- TASK PROMPT -
Which of the lines below mention the word "sample"? Pull each one out.

Segment Open

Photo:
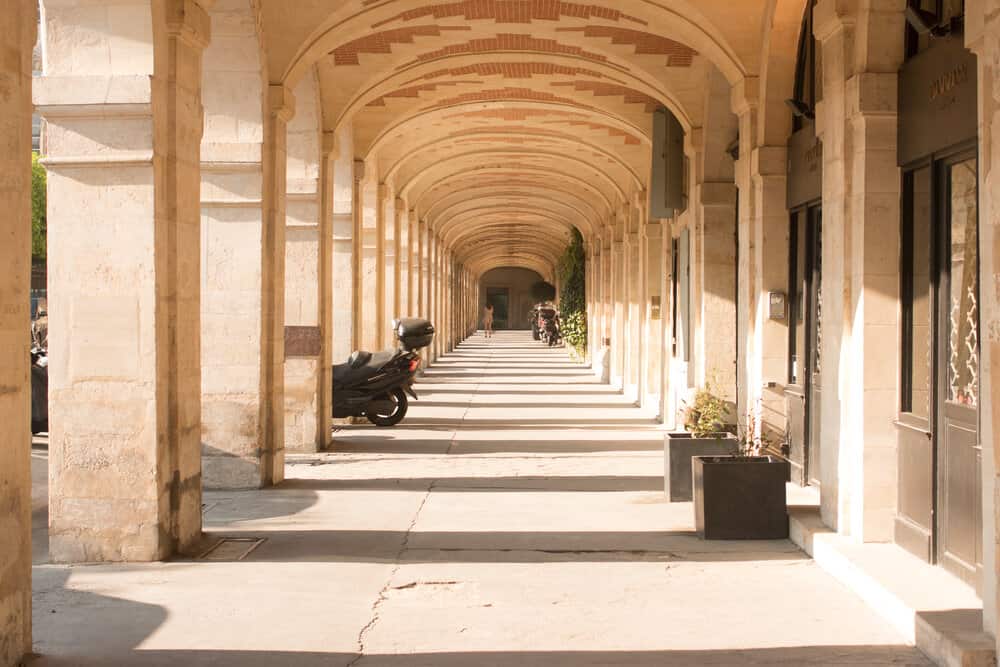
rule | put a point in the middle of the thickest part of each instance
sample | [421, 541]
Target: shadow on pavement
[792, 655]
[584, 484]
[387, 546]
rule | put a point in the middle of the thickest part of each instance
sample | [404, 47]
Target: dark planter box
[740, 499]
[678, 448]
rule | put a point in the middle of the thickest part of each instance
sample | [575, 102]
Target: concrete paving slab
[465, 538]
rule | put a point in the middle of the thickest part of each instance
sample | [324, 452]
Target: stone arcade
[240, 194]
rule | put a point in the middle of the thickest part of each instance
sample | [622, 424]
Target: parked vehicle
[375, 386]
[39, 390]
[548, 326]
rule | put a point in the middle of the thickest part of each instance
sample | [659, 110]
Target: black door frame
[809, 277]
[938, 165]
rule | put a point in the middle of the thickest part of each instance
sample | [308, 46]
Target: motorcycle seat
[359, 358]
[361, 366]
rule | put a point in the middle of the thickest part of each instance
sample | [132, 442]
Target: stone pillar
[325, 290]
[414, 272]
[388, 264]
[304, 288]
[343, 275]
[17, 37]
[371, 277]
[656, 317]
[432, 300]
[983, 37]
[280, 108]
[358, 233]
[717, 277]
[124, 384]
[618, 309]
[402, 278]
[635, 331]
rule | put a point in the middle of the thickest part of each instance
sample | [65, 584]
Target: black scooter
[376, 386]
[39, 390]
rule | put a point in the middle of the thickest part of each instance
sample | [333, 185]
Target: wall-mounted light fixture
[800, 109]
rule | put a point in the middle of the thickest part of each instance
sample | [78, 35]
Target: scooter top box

Segment Closed

- WRITTEN REPLY -
sample | [421, 541]
sample | [404, 47]
sample | [575, 102]
sample | [324, 452]
sample | [622, 424]
sample | [659, 110]
sample | [308, 46]
sample | [132, 442]
sample | [65, 584]
sample | [333, 185]
sample | [78, 35]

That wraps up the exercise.